Coordinate annotation records
=====
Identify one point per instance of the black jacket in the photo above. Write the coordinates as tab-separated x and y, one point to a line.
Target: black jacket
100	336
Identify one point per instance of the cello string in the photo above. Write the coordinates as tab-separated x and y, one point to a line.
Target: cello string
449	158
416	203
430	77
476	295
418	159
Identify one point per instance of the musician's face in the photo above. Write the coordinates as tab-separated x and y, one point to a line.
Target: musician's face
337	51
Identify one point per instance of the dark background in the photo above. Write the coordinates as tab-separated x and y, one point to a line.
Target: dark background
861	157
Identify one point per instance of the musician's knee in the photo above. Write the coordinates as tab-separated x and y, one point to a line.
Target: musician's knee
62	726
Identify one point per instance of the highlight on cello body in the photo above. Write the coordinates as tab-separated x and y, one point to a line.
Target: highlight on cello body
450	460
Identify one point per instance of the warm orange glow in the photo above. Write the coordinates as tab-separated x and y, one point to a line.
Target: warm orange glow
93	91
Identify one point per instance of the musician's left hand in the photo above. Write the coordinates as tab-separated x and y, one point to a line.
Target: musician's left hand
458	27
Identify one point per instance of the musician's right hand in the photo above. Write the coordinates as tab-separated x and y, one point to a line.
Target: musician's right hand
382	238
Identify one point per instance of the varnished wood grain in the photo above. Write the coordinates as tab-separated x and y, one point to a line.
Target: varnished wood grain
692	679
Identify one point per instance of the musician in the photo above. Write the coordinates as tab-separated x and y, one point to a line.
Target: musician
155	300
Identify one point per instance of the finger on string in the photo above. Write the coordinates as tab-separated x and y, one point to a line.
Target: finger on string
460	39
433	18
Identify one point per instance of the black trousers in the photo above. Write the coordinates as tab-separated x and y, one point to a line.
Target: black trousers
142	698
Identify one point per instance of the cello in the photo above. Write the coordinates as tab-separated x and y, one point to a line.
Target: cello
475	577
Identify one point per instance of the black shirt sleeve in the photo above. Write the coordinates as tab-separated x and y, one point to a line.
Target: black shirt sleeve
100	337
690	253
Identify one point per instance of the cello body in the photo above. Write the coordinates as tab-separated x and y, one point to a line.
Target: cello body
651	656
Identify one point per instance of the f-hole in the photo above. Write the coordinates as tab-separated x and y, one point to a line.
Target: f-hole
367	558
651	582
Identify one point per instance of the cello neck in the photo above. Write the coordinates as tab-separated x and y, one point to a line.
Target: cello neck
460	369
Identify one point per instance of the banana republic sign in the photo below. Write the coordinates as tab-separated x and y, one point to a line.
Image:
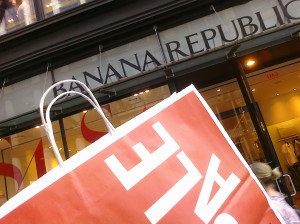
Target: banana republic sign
192	38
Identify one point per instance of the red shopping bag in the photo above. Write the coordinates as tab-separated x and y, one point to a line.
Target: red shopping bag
174	163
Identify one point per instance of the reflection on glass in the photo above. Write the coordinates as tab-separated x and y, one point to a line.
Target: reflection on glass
30	154
84	128
226	101
52	7
18	13
277	93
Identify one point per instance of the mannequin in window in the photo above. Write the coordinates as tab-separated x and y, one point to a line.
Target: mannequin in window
288	151
9	5
297	148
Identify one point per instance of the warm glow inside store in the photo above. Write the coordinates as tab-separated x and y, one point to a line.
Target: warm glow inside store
258	106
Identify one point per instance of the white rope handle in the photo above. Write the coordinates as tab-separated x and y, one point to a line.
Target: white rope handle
47	123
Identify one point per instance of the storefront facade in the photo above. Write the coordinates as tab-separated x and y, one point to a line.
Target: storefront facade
258	105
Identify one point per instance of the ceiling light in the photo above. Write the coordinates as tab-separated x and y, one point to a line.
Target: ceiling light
250	62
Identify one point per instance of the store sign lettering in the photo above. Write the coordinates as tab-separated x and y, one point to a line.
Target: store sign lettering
192	44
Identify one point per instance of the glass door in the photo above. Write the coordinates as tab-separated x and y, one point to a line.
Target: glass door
277	93
227	102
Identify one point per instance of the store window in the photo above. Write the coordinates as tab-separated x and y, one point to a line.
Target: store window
19	13
87	126
27	155
226	101
277	93
53	7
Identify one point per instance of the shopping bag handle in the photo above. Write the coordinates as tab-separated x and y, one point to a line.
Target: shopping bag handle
47	122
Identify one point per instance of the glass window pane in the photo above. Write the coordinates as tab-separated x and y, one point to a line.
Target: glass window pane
227	102
53	7
277	93
15	14
31	154
85	127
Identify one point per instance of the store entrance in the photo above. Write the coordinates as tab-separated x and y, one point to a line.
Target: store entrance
276	91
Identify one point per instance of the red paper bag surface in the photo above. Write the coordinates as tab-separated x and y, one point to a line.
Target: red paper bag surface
172	164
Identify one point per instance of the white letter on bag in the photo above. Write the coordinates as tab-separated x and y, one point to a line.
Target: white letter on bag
160	208
206	210
149	161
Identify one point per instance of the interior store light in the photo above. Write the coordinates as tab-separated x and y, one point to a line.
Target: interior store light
142	92
250	62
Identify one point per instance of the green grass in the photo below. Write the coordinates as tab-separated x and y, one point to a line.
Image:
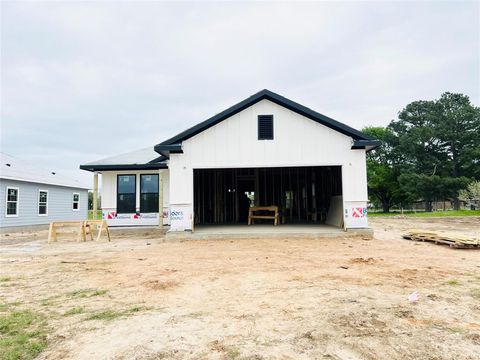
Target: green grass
99	215
22	334
446	213
85	293
453	282
74	311
108	315
475	293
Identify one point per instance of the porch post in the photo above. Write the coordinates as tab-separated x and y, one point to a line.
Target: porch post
160	199
95	195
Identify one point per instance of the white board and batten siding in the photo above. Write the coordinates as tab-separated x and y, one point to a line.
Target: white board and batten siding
59	203
109	200
298	141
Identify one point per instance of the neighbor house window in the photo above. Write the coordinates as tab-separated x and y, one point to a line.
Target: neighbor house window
265	127
126	194
76	201
12	202
42	202
149	193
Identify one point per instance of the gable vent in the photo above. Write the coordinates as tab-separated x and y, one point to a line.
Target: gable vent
265	127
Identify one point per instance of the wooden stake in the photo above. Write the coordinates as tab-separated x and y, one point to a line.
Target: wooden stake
160	199
95	195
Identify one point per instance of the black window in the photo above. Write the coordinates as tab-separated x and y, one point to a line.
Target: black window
12	202
148	193
76	200
265	127
42	202
126	193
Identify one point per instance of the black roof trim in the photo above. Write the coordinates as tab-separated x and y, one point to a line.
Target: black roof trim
148	166
166	149
366	144
161	158
278	99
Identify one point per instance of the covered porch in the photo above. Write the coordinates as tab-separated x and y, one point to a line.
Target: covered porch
=====
EXERCISE DIRECTIONS:
Every line above should be returned exactly; the pictures stay out.

OUTPUT BELOW:
Identify one point per instance of the black jacket in the photo above. Write the coordinates as tab-separated x and y, one point to a line.
Target: black jacket
100	336
Identify one point per instance of the cello string in the photo above. Write the coordinates as tab-separated x and y, one point to a line.
Target: cello string
449	158
416	203
430	77
476	295
418	159
Identify one point per instance of the musician's face in the photo above. Write the coordinates as tab-separated x and y, one point to a line.
Target: musician's face
337	51
Identify one point per instance of the dark background in the photo above. Write the coordinates as tab-separated x and y, one point to a line.
Target: dark background
861	157
Identify one point per instance of the musician's knee in the photo above. Write the coordinates as tab-separated x and y, one point to a line.
Target: musician's knee
62	726
Identify one point per instance of the highlight on cello body in the photo above. Write the coordinates as tab-separated x and y, one point to a line.
Target: highlight on cello body
450	460
Identify one point per instance of the warm orange glow in the photo above. Write the coordinates as tab-separated x and y, one point to a line.
Target: warm orange glow
93	91
Identify one point per instance of the musician's left hand in the photo above. Write the coordinates as tab-separated x and y, one point to a line.
Target: musician's left hand
458	27
Identify one point per instance of the musician's right hand in the photo above. Write the coordinates as tab-separated x and y, one point to a line.
Target: musician's right hand
382	238
Identify one point per instance of the varnished wood grain in the photo above. Write the coordinates as tab-separated x and y, one point to a line.
Target: varnished wood grain
692	679
Identify one point per instance of the musician in the photo above. Write the coordinates as tab-separated x and y, one point to a line.
Target: musician
155	300
Identify one point per instance of the finger on string in the photo above. Write the coordinates as tab-separated x and y, one point to a line.
Target: finger on string
460	39
433	18
Identify one point per instance of the black trousers in the photo above. Write the coordinates as tab-separated x and y, one point to a line.
Target: black trousers
142	698
Identify one point per instance of the cello in the photo above. Write the coordinates as tab-separated x and y, one point to a line.
Target: cello
475	577
Identify one point per instance of the black shirt sleeve in the photo above. Write the coordinates as tab-separated x and y, one point to a line.
Target: black shirt sleeve
100	337
690	253
Identify one point per instance of the cello body in the photo above. Write the coordinates as tab-separated x and y, one point to a line.
Target: cello body
651	656
Identify one point per instance of the f-hole in the photo above. Write the coordinates as tab-separated x and y, one point to a line.
Target: f-hole
367	558
651	582
Identify one point per instance of the cello neck in the photo above. Write the coordinates as tab-separated x and y, one point to a line.
Target: cello neck
460	369
Identify one point per instance of the banana republic sign in the photo below. Write the coordinates as tab-separated x and y, one point to a line.
Image:
Target: banana republic sign
192	38
Identify one point per instance of the red shopping bag in the photo above. Write the coordinates as tab-separated x and y, one point to a line.
Target: red shopping bag
174	163
Identify one point per instance of the reflection on glass in the photo above. Write the coordinates as tab-separated x and y, one point to a line.
Target: reflection on glass
30	154
84	128
226	101
52	7
18	13
277	93
Identify one point per instance of the mannequin in window in the photo above. Write the coordinates as tab-separated x and y, one point to a line.
Target: mannequin in window
288	151
9	5
297	148
Identify one point per instance of the warm glow inside store in the photo above. Write the coordinates as tab-separated x and y, one point to a line.
Target: warm glow inside store
258	106
Identify one point per instance of the white rope handle in the photo above. Write the coordinates as tab-separated x and y, one point to a line.
Target: white rope handle
47	123
Identify one point per instance of the storefront facade in the photo above. Write the coordinates as tab-separated x and y, one point to a line.
Target: storefront facade
258	105
Identify one point per instance of the ceiling light in the photo above. Write the coordinates as tab-separated x and y, one point to a line.
Target: ceiling light
250	62
Identify one point per instance of the store sign lettering in the photo above. Write the coordinates as tab-separated x and y, one point to a line.
Target: store sign lettering
192	44
Identify one point per instance of the glass door in the photo above. Write the coordinates as tab-separated x and y, one point to a line.
Target: glass door
277	93
227	102
Identify one point per instance of the store window in the photo above. Write the coordinates as tab-separated x and y, one point to a line.
Target: store window
19	13
87	126
27	155
226	101
277	93
53	7
Identify one point per instance of the shopping bag handle in the photo above. Write the coordinates as tab-separated x and y, one point to a line.
Target: shopping bag handle
47	122
Identify one point per instance of the glass window pane in the photo above. Write the coordinates as tab-separated x and y, one point to a line.
Target: glass window pane
227	102
53	7
277	93
15	14
31	154
85	127
Identify one point per instance of the store entrance in the photo above. Write the coordinates as tab-separated x and y, one point to a line.
Target: store entrance
276	91
Identify one point per instance of the red paper bag surface in the photo above. Write the coordinates as tab-separated x and y, one point to a line.
Target: red paper bag surface
172	164
Identify one point per instance of the white letter on bag in the photo above. Write the coordinates as tab-separated x and y, one point to a line.
Target: white letter on bag
160	208
206	210
149	161
Identify one point per instance of the interior store light in the photo above. Write the coordinates as tab-separated x and y, one point to a line.
Target: interior store light
142	92
250	62
Identify one point per instance of the green grass in the photo below. Write the coordinates as tab-separated x and y, one point to a line.
Image:
Target: green grass
99	215
22	334
446	213
85	293
453	282
74	311
108	315
475	293
Identify one point per instance of the porch post in the photo above. Write the coordinates as tab-separated x and y, one point to a line.
Target: porch post
160	199
95	195
Identify one point per instance of the white board and batten siding in the photo above. Write the coordinates as tab-separated x and y, one point to a line.
Target: white board and batten siding
59	203
109	200
298	141
Identify one point per instance of the neighbor house window in the photo above. Write the coordinates as tab-separated x and y, one point to a line.
Target: neighbor house window
265	127
126	194
76	201
12	202
42	202
149	193
Identify one point per instance of the gable vent in the photo above. Write the coordinates as tab-separated x and y, one point to a line.
Target: gable vent
265	127
Identify one point per instance of the wooden stake in the photo above. Write the coordinates as tab-separated x and y, one point to a line.
Target: wooden stake
160	199
95	195
Identify one point per instance of the black window in the photo above. Write the coordinates as tab-separated x and y, one point to a line.
Target: black window
12	202
148	193
76	200
265	127
42	202
126	193
Identify one point per instance of the black roof trim in the photo above. Write the coordinates as tab-separated x and y, one point to a line.
Target: black roof trim
148	166
166	149
366	144
161	158
278	99
Identify one point per instance of the covered porch in the photo above. Write the coordinates as tab-separated x and y, one point to a line.
Target: covered porch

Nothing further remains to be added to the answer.